**About this exercise**
When you return the lines below, go from the first through the line with "box: [205, 206, 621, 480]", keep them exact, and leave out every picture.

**Supplied material**
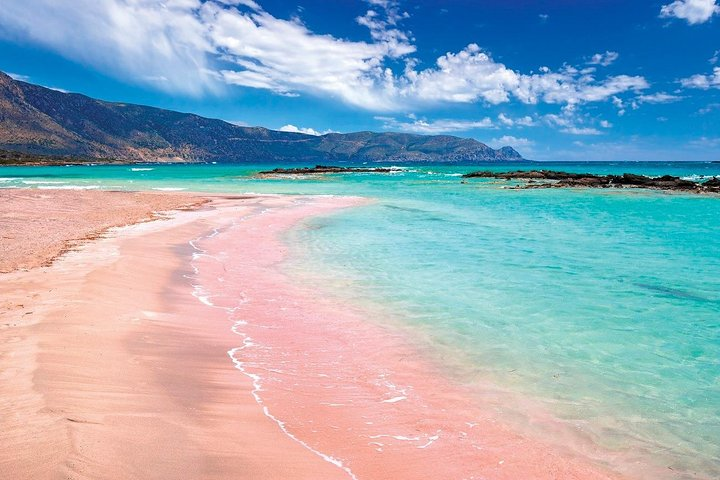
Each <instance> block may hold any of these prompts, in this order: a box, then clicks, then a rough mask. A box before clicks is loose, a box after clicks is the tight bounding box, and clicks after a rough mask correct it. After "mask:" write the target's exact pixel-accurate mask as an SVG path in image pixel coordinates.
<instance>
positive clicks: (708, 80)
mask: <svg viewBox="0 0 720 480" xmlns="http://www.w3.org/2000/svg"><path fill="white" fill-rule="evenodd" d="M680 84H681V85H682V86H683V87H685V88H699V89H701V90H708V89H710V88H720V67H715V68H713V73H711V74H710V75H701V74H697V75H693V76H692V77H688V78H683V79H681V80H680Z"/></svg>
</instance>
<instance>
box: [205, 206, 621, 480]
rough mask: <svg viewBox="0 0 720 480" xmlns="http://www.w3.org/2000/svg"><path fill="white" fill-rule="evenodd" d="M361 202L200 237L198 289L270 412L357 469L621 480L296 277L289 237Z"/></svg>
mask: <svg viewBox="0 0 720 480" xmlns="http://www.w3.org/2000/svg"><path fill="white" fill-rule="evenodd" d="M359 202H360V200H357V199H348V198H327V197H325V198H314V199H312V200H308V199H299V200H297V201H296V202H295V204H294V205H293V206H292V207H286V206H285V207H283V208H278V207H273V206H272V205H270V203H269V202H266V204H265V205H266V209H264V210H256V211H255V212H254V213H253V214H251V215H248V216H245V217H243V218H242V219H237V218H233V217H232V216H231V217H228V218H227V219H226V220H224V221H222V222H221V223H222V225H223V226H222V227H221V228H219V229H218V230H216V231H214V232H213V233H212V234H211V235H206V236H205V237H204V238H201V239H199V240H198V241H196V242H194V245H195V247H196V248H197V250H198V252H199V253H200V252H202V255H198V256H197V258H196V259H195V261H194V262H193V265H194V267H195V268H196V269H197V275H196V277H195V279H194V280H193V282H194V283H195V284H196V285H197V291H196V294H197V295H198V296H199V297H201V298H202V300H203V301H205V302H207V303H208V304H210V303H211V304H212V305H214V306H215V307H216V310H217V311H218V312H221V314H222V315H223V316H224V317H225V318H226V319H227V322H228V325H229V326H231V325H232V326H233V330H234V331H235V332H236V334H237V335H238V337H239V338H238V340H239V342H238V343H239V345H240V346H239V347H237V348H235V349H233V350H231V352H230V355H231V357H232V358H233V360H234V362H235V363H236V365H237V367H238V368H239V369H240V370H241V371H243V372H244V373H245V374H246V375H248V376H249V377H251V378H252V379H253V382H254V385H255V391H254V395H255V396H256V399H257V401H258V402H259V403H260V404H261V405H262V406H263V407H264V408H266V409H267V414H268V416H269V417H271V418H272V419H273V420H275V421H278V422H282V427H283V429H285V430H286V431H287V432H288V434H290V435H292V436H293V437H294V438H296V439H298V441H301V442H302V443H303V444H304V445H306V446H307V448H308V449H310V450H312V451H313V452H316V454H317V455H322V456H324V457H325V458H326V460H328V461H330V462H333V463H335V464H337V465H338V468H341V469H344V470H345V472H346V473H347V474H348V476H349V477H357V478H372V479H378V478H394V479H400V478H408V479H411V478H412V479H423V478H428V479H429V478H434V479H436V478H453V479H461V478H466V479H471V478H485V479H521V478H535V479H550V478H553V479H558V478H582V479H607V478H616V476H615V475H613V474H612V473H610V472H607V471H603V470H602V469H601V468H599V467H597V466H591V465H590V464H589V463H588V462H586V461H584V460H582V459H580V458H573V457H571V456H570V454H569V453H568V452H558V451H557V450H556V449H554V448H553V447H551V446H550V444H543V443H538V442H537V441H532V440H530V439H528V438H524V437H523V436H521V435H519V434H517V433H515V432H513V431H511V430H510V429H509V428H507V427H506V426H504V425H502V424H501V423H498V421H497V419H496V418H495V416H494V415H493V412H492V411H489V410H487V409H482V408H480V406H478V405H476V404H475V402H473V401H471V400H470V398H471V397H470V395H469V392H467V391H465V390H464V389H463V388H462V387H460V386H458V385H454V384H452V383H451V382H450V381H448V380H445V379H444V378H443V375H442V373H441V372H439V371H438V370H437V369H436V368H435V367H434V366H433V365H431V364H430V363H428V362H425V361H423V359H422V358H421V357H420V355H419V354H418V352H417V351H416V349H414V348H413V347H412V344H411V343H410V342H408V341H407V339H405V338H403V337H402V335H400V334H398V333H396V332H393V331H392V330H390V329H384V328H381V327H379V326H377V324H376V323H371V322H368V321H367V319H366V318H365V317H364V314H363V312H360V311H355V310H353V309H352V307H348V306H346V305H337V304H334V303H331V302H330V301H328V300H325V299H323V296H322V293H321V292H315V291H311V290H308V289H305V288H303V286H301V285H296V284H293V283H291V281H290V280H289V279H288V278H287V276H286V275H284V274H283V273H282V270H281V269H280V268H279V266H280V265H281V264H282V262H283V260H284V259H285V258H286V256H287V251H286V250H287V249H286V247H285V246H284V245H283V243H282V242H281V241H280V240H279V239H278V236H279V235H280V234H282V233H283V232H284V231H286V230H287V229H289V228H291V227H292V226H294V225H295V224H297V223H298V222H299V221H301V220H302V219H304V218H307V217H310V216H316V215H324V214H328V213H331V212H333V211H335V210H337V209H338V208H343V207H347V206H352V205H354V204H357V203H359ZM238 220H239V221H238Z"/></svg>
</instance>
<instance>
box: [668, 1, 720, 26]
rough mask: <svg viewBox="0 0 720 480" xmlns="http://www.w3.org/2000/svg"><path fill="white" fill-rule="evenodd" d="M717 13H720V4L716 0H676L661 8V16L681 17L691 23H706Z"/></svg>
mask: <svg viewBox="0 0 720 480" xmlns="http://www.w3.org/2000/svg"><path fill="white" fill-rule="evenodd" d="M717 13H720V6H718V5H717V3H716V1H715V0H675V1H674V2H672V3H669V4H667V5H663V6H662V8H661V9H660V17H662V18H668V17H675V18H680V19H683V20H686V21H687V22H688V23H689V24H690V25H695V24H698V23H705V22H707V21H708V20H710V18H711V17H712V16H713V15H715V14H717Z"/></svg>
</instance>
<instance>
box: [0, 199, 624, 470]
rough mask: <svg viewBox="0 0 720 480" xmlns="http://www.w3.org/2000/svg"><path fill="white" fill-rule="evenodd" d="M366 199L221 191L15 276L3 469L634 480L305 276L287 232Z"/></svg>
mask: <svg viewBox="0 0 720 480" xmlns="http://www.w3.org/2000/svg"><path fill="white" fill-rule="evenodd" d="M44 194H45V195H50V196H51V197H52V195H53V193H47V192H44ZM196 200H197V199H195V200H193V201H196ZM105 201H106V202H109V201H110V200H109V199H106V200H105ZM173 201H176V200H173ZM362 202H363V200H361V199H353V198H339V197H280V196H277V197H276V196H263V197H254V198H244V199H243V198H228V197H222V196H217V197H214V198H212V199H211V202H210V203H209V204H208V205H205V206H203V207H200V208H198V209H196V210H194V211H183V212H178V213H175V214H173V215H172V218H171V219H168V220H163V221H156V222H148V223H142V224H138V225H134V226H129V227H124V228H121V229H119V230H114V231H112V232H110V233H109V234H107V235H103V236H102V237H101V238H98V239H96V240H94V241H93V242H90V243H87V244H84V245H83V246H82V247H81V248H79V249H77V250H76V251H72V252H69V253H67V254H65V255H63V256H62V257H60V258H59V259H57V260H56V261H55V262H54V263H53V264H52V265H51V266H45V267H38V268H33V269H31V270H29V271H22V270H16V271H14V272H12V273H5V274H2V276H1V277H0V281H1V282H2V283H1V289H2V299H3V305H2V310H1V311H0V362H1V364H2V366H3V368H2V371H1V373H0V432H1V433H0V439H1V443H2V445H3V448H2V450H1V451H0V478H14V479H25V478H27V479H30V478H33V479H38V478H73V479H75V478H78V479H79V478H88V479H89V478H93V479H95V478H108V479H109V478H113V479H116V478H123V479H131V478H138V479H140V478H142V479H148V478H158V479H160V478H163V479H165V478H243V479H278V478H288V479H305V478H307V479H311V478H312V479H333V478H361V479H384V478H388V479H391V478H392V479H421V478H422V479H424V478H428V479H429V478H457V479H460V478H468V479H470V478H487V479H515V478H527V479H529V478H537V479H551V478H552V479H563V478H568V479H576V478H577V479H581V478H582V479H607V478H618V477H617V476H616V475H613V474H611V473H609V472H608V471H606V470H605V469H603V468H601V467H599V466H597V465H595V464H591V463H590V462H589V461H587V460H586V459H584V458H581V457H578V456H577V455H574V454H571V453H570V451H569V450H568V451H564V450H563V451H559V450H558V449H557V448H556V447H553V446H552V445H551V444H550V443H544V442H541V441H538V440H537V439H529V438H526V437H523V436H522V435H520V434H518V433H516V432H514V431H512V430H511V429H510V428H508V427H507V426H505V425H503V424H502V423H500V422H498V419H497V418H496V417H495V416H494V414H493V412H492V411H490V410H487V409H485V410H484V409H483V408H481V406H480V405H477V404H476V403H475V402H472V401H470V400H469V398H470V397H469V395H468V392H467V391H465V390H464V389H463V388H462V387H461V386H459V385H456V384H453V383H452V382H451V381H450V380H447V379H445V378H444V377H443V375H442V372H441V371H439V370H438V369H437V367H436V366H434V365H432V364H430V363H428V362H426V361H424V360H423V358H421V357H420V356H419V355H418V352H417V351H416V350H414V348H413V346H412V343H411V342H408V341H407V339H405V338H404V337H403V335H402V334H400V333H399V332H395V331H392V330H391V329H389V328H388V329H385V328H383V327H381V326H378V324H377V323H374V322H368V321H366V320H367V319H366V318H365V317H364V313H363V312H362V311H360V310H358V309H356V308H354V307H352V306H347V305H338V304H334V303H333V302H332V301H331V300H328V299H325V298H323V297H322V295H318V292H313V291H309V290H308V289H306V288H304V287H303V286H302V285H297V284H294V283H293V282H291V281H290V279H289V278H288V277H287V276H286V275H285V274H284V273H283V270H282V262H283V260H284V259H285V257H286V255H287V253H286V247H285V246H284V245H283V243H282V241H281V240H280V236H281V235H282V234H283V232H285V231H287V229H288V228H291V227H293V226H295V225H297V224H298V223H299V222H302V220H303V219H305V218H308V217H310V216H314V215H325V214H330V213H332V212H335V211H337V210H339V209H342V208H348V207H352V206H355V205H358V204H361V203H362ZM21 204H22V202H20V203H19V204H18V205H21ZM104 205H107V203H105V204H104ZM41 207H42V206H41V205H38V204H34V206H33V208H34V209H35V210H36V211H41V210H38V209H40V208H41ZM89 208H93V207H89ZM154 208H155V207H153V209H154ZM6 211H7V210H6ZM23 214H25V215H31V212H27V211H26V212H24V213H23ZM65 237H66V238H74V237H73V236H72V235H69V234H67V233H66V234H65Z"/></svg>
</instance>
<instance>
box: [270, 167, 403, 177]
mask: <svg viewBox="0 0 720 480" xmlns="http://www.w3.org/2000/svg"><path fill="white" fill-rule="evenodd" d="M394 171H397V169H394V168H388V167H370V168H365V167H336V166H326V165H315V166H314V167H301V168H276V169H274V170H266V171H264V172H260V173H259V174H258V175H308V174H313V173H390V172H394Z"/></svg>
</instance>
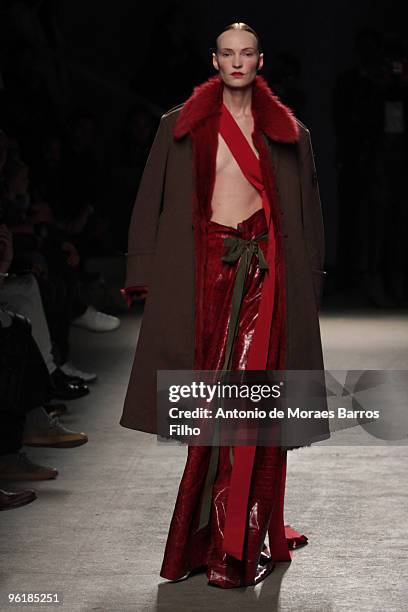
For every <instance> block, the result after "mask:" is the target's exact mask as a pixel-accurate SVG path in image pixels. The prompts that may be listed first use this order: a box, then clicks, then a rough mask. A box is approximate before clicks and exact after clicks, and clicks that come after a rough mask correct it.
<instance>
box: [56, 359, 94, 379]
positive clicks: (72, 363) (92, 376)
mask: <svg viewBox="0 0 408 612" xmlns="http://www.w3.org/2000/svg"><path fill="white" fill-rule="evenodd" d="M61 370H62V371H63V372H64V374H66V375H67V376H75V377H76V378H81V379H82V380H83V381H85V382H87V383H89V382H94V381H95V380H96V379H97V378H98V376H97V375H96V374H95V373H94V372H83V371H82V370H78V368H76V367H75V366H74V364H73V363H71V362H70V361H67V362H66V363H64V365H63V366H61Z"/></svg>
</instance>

**Response**
Each <instance> block may hold any of these prompts, in this order: a box, then clicks, then a rough mask. A box before clicks is loose, a box after clicks is the tight bounding box, and clicks after a rough mask correct it. After "mask:" write the target's exact pixel-accurate mask as an SVG path in image pixel coordinates.
<instance>
positive clicks: (708, 80)
mask: <svg viewBox="0 0 720 480" xmlns="http://www.w3.org/2000/svg"><path fill="white" fill-rule="evenodd" d="M680 84H681V85H682V86H683V87H685V88H699V89H701V90H708V89H710V88H720V67H715V68H713V73H711V74H710V75H701V74H697V75H693V76H692V77H688V78H683V79H681V80H680Z"/></svg>
</instance>
<instance>
box: [205, 206, 621, 480]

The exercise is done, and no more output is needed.